── Extrait à lire
Les traitements après-récolte, tels que les traitements thermiques à l’eau chaude et à la vapeur, réduisent les infestations de ravageurs et de maladies avant la récolte, pour certaines espèces cultivées telles que la mangue et la papaye. Afin de diminuer le gaspillage, les consommateurs doivent planifier leurs achats de fruits et de légumes et les entreposer correctement (Esguerra et al., 2017).

Les produits frais doivent être conditionnés de préférence dans des contenants rigides qui permettent de réduire les dommages mécaniques (Rapusas et Rolle, 2009). Au cours du transport, l’air doit pouvoir circuler autour du produit et les diminutions de la teneur en eau doivent être réduites au maximum afin d’éviter le flétrissement ou le racornissement, la perte de poids et de qualité. L’amélioration du conditionnement et du transport permettent de diminuer les dommages mécaniques, de limiter la manipulation et d’accélérer la livraison aux détaillants et aux consommateurs. À l’arrivée dans les marchés de gros, les produits doivent être triés et reconditionnés en fonction de la demande des consommateurs.
────
── Données d'exercice
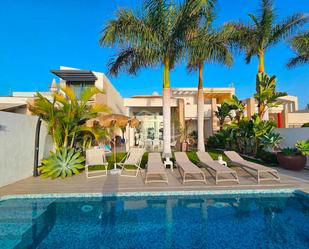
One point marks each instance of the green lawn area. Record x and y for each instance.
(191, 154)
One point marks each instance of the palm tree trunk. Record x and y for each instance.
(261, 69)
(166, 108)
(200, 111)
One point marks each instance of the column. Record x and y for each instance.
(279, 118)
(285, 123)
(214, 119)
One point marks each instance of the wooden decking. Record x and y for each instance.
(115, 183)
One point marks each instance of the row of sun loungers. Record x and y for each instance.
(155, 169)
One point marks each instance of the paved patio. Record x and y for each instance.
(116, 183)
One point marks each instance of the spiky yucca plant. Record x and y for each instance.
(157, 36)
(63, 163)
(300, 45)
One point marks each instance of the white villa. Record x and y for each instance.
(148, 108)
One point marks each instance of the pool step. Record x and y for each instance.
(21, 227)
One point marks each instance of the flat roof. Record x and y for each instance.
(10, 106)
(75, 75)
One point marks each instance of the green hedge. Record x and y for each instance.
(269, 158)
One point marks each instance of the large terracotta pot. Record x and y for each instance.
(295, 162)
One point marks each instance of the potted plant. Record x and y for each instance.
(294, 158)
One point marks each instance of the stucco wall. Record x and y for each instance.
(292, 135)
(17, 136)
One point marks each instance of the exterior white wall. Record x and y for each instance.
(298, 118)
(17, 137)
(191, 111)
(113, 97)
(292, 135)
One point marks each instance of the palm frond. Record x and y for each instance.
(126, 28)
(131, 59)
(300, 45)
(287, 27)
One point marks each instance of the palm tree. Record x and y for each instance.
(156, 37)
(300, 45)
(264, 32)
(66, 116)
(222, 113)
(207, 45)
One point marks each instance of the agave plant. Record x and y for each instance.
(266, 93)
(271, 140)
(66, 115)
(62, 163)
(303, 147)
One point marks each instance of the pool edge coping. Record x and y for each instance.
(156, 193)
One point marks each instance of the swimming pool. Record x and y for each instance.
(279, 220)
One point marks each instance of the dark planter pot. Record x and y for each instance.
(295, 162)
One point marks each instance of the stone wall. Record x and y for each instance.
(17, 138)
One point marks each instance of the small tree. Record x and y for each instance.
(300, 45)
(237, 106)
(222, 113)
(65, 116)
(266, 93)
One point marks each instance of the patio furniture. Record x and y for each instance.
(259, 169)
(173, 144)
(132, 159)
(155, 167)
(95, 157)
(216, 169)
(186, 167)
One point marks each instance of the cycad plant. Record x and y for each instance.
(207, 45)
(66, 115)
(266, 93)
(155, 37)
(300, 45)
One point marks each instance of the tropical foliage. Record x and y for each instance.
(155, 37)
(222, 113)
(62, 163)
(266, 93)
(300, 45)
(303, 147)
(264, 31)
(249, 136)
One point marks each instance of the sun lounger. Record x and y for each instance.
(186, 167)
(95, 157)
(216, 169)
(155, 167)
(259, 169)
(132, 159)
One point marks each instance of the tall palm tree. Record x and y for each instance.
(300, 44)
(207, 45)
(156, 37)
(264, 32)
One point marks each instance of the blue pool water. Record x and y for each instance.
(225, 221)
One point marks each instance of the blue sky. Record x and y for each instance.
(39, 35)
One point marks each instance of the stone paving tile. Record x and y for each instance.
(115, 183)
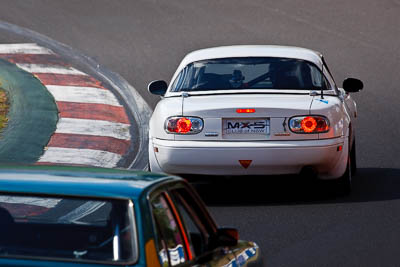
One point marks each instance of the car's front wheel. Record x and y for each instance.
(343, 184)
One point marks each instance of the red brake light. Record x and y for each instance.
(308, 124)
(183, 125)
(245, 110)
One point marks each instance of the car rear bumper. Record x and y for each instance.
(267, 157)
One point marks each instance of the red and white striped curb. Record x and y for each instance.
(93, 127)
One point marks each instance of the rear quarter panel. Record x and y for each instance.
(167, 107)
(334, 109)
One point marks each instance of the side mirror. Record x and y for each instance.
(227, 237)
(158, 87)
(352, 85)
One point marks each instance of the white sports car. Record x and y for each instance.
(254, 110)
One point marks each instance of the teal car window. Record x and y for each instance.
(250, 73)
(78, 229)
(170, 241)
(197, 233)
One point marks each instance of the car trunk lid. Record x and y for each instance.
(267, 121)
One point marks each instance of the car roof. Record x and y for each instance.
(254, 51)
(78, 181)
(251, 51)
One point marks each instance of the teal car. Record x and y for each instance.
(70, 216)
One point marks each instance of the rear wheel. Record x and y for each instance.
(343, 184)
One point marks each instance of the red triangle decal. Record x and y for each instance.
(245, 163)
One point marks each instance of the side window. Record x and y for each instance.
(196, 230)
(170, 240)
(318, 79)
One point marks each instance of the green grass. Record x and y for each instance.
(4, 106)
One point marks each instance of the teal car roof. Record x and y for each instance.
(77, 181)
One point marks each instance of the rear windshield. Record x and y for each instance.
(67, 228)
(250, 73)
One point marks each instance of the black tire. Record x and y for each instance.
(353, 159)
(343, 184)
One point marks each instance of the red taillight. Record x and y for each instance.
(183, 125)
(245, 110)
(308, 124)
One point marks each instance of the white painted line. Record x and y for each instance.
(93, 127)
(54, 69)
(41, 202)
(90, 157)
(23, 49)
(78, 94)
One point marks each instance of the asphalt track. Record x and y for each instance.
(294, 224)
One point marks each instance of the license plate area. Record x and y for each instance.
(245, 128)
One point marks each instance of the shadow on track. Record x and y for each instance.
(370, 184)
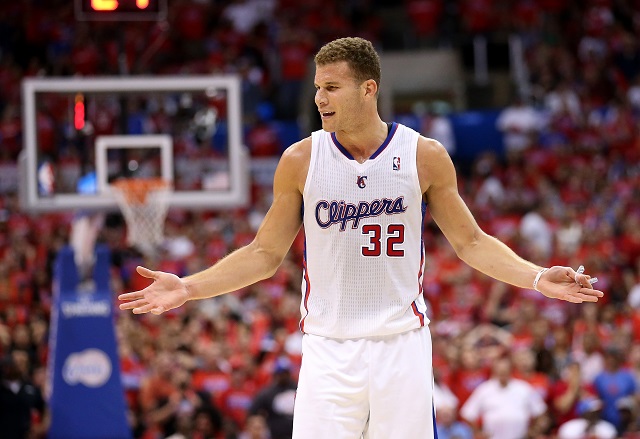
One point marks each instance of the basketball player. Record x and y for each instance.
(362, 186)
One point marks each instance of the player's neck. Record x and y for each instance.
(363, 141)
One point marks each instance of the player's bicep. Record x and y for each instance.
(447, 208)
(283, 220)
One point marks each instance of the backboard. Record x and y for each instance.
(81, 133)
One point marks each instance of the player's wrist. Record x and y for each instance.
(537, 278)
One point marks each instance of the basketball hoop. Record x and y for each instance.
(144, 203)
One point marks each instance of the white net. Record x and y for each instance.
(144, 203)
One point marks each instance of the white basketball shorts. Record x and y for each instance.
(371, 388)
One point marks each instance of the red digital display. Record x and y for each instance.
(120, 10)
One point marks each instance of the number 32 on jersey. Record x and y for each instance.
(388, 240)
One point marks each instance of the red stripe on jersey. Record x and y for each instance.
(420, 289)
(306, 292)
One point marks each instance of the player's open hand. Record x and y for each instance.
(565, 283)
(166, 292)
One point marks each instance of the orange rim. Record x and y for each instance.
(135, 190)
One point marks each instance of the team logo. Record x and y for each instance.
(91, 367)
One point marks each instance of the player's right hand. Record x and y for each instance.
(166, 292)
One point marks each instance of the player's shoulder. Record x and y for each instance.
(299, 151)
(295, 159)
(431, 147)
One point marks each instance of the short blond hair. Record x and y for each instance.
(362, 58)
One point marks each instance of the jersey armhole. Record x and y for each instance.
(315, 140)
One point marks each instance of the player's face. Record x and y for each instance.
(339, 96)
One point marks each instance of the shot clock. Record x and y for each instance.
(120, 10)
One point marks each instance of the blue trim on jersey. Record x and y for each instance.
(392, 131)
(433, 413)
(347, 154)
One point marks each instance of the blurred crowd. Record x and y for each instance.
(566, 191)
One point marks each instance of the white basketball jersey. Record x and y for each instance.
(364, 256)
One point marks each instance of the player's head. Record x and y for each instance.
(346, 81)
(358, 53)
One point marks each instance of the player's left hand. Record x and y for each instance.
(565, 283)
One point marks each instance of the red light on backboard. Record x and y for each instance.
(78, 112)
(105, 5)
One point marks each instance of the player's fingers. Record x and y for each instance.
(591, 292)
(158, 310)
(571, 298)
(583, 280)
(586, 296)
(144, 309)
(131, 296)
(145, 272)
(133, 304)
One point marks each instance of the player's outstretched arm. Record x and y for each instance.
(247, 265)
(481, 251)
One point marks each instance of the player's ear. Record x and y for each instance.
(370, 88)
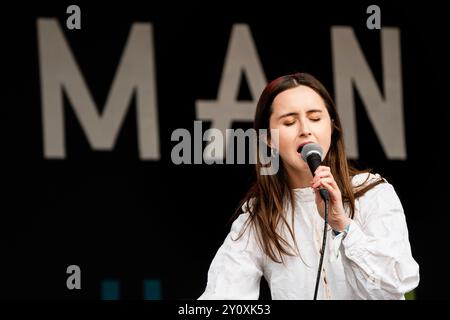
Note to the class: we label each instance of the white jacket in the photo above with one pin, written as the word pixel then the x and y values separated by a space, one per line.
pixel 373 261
────
── Données d'exercice
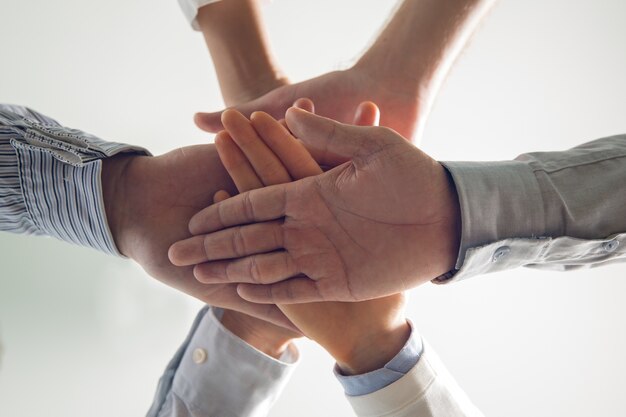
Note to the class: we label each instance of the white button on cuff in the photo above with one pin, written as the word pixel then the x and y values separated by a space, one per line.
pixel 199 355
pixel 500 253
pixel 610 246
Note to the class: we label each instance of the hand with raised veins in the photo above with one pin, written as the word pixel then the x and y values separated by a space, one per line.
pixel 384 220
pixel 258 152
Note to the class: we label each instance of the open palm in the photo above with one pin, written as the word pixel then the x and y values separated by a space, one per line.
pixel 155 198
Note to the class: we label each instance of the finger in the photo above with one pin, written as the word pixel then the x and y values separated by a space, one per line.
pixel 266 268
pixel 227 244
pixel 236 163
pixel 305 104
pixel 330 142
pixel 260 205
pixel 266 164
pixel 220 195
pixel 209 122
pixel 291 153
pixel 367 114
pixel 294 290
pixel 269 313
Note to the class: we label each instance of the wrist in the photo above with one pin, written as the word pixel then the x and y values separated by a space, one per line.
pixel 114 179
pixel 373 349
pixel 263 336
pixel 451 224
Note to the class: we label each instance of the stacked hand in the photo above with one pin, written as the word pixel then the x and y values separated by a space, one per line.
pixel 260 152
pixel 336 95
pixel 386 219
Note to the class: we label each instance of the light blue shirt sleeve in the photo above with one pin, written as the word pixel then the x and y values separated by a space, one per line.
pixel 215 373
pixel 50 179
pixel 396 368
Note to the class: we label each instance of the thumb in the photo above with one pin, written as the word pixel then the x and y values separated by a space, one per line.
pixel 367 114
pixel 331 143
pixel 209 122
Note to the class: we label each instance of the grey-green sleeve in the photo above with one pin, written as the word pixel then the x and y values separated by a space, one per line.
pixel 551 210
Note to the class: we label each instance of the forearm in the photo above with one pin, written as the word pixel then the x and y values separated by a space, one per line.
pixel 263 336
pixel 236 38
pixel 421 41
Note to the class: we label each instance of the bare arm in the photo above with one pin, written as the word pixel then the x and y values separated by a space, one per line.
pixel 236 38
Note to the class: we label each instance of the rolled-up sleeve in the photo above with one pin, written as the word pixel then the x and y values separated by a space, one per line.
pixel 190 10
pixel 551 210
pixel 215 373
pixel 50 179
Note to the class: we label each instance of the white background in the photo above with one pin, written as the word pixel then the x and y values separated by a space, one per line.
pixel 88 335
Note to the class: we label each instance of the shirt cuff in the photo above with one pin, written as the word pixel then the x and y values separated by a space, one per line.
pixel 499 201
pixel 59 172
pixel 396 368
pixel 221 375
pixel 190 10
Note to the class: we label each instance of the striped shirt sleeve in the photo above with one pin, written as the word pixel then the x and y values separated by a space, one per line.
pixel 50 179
────
**Exercices à réaliser:**
A. Reprenez l'extrait sur la manutention des fruits et légumes frais depuis « Les produits frais » jusqu'à « demande des consommateurs. » inclus, en substituant « dégâts mécaniques » à « dommages mécaniques ».
B. Répondez aux questions suivantes à partir de l'extrait sur la manutention des fruits et légumes frais.
(i) Quelles espèces cultivées sont citées pour les traitements thermiques à l'eau chaude et à la vapeur ?
(ii) Dans quel type de contenants les produits frais doivent-ils être conditionnés de préférence ?
(iii) Que doit-on faire des produits à leur arrivée dans les marchés de gros ?
C. Prolongez l'extrait sur la manutention des fruits et légumes frais à partir de sa dernière phrase.

**Réponses par exercice:**
A.
Les produits frais doivent être conditionnés de préférence dans des contenants rigides qui permettent de réduire les dégâts mécaniques (Rapusas et Rolle, 2009). Au cours du transport, l’air doit pouvoir circuler autour du produit et les diminutions de la teneur en eau doivent être réduites au maximum afin d’éviter le flétrissement ou le racornissement, la perte de poids et de qualité. L’amélioration du conditionnement et du transport permettent de diminuer les dégâts mécaniques, de limiter la manipulation et d’accélérer la livraison aux détaillants et aux consommateurs. À l’arrivée dans les marchés de gros, les produits doivent être triés et reconditionnés en fonction de la demande des consommateurs.

B.
(i) La mangue et la papaye.
(ii) Dans des contenants rigides.
(iii) Les trier et les reconditionner en fonction de la demande des consommateurs.

C.
La réfrigération au cours du transport peut contribuer à ralentir la croissance de certains micro-organismes et le pourrissement des produits de bonne qualité, à augmenter la durée de vie et à réduire les pertes et le gaspillage de fruits et de légumes. Incontournable dans les chaînes d’approvisionnement de fruits et de légumes, la traçabilité permet d’atténuer et de gérer les risques associés aux rappels d’aliments pour des raisons de sécurité sanitaire. Les nouvelles pratiques de traçabilité qui utilisent les technologies numériques contribuent à garantir la sécurité sanitaire et la qualité des aliments, à optimiser les chaînes d’approvisionnement et à réduire les pertes en facilitant la détection des problèmes d’altération (WEF, 2019). Une gamme de plus en plus importante de capteurs permet de surveiller la température ainsi que d’autres paramètres en temps réel, au cours du transport, et contribue grandement à assurer la sécurité sanitaire et la qualité des aliments acheminés le long des chaînes d’approvisionnement.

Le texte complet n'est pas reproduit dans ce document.